## Prompt
In the data below, find the line that contains "like [550, 189]." and the line that contains "Phrase: chair caster wheel". Copy both, plus every line between them, exactly.

------ Data to process

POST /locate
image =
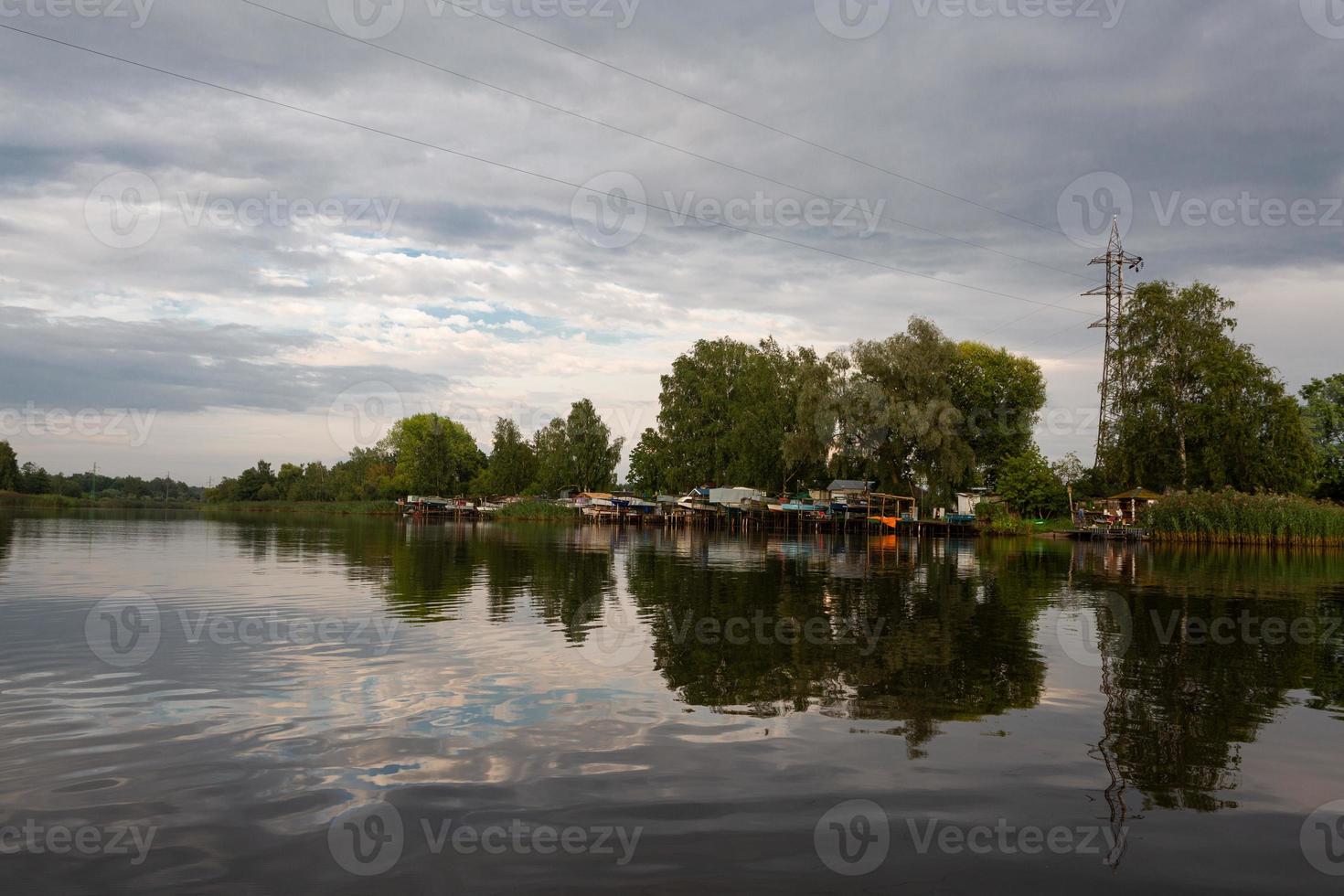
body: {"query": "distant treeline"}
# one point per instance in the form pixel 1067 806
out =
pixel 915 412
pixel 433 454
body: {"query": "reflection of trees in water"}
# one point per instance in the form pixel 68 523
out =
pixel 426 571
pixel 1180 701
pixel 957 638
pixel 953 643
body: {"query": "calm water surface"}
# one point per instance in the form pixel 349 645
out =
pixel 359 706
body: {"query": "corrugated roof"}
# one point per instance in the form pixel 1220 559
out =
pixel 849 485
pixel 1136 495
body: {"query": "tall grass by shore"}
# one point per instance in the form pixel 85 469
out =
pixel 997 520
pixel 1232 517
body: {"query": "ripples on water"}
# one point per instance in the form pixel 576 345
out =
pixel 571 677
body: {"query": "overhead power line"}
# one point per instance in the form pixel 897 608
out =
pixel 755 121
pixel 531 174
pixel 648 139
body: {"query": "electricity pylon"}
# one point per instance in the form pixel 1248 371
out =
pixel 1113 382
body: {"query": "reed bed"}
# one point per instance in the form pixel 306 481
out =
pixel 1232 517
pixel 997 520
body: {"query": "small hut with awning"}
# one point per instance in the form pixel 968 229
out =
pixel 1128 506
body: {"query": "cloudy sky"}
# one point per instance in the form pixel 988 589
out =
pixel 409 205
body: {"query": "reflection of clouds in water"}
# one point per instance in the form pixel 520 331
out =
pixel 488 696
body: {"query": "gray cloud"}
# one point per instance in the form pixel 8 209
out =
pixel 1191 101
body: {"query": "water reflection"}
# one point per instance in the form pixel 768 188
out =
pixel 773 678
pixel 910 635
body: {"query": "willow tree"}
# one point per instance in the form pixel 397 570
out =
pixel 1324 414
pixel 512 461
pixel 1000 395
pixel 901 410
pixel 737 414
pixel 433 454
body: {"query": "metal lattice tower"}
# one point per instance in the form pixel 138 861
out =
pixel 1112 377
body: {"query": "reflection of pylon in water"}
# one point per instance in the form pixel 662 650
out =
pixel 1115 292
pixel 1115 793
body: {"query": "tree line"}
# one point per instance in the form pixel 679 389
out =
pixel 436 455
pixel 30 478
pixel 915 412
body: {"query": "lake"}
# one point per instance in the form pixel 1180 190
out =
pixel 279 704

------------
------ Data to process

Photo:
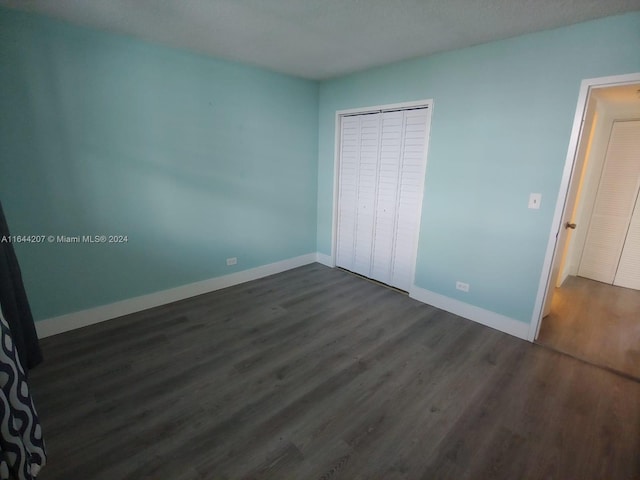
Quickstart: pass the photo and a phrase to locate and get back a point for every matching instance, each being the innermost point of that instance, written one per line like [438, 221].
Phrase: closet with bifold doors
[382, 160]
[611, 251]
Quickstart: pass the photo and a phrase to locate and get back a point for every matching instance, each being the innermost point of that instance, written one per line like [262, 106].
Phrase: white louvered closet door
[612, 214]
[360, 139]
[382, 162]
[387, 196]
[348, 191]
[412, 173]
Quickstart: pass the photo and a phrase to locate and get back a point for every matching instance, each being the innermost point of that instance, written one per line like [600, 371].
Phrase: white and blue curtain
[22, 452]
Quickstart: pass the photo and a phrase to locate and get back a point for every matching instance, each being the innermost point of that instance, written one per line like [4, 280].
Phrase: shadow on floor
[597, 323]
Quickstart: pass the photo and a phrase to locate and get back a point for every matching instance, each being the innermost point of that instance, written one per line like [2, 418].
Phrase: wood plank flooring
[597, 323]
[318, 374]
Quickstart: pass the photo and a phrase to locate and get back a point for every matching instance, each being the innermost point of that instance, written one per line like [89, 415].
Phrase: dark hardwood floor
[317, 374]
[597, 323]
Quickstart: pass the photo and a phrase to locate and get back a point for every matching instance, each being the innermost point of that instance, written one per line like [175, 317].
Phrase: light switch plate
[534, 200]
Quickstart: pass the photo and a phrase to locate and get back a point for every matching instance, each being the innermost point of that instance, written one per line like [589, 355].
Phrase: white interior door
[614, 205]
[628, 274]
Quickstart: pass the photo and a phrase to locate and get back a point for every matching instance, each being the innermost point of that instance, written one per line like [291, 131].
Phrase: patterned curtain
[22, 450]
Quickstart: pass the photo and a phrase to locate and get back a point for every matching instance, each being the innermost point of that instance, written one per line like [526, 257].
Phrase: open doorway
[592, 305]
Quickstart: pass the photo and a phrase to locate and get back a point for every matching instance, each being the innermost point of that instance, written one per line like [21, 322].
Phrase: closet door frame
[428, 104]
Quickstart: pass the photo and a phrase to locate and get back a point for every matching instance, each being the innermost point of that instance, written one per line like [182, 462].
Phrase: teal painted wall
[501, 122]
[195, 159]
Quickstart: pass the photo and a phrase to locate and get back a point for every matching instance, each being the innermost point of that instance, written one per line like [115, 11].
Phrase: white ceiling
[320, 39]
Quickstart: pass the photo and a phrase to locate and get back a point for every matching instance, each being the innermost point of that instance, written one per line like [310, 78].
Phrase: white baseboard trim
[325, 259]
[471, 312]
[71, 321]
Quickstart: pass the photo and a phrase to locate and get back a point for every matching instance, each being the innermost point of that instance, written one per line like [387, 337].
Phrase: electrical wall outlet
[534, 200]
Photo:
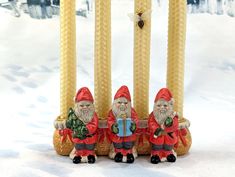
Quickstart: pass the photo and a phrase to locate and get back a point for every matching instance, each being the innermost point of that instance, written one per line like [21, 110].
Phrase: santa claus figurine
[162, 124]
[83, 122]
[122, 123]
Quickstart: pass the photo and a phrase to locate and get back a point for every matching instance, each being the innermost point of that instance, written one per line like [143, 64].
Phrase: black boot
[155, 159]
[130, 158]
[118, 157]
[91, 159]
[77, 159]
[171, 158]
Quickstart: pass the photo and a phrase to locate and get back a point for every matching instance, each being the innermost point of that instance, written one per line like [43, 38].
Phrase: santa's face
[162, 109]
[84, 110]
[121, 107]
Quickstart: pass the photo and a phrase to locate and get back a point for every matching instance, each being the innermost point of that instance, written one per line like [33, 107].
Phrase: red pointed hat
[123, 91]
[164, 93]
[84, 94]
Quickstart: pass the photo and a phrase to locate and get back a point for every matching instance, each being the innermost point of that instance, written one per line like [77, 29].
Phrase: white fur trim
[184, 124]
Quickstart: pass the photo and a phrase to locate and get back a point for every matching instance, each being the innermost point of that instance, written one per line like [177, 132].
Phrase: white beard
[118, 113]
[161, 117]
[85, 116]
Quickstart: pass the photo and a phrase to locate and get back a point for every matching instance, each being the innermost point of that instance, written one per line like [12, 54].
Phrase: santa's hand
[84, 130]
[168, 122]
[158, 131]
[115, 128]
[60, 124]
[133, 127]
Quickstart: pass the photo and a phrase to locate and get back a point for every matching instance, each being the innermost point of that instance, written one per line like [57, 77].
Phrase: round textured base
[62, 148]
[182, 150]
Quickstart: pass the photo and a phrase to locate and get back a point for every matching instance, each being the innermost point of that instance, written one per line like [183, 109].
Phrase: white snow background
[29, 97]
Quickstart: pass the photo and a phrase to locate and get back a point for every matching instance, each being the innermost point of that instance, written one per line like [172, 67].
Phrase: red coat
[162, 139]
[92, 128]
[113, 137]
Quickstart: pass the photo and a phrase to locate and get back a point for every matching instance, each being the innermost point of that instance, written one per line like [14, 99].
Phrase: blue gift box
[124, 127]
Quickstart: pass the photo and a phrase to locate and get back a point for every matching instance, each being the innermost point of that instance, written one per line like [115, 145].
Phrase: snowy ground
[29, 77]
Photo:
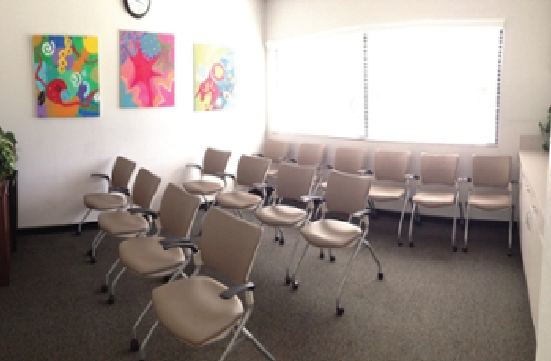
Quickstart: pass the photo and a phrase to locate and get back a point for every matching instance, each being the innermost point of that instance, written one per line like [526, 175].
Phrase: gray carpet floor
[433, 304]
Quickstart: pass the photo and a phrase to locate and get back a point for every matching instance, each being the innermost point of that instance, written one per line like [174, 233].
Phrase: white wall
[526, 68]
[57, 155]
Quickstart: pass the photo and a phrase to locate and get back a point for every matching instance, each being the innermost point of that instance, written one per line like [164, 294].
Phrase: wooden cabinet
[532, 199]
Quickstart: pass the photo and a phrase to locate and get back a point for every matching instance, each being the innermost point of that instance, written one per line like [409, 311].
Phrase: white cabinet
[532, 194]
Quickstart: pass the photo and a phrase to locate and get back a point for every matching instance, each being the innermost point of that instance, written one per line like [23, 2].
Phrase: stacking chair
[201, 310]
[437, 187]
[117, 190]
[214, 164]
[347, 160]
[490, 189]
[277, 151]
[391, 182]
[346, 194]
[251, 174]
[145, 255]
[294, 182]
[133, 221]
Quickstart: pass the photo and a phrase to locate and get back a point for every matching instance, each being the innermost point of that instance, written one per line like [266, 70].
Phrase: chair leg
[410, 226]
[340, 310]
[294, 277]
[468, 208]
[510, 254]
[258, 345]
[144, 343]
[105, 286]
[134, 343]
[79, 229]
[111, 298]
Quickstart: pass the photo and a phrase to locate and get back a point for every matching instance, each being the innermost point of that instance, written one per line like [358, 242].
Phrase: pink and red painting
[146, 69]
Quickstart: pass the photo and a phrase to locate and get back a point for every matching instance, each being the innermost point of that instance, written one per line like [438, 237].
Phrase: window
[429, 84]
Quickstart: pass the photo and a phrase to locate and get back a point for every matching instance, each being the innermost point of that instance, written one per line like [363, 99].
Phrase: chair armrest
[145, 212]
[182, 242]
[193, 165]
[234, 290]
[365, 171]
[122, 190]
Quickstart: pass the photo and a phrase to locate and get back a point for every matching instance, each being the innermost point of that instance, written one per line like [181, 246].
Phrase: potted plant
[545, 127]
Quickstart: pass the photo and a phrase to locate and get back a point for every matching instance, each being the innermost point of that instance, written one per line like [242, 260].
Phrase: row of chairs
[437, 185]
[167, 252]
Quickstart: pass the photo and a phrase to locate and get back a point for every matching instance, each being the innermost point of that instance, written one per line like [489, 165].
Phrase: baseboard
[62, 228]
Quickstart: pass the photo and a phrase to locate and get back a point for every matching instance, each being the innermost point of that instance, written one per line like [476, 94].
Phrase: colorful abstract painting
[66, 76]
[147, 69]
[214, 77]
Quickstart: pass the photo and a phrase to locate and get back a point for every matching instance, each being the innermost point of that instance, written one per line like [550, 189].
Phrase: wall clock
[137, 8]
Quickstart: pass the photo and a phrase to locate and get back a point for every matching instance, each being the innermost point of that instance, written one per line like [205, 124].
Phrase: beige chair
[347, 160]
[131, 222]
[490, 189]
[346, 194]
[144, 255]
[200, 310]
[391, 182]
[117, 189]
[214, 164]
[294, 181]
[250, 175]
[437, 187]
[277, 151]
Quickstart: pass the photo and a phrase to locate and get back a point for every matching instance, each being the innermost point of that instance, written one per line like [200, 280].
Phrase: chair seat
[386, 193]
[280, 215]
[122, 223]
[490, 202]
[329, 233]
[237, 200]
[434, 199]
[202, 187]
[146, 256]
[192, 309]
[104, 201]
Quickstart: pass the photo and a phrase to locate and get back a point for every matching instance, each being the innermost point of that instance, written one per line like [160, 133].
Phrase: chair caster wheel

------------

## Exercise response
Quickstart: pass the photo and a phrase to locate and get back a point for every matching instance, each being the innermost point of that instance, written one per line like [550, 189].
Phrase: wall clock
[137, 8]
Quickstart: pass the photo and a phrase to locate and get back a point for every matching instance, each being the innermost point of that instance, written one per line like [205, 124].
Phrase: beige chair
[347, 160]
[131, 222]
[490, 189]
[346, 194]
[144, 255]
[200, 310]
[391, 182]
[117, 189]
[214, 164]
[294, 181]
[250, 175]
[437, 187]
[277, 151]
Quickstart: pass the photo and a phrase to locate and get back a point for every matching instance, each being the innermost point of that instance, written one per line like [200, 280].
Phrase: chair seat
[386, 193]
[280, 215]
[122, 223]
[490, 202]
[329, 233]
[237, 200]
[434, 199]
[202, 187]
[146, 256]
[192, 309]
[104, 201]
Quickstart: pass the photo and a phrase to locate and get back a point for every matching instance, each being the innermost point of that instance, written one per line like [160, 133].
Phrase: chair caster wheel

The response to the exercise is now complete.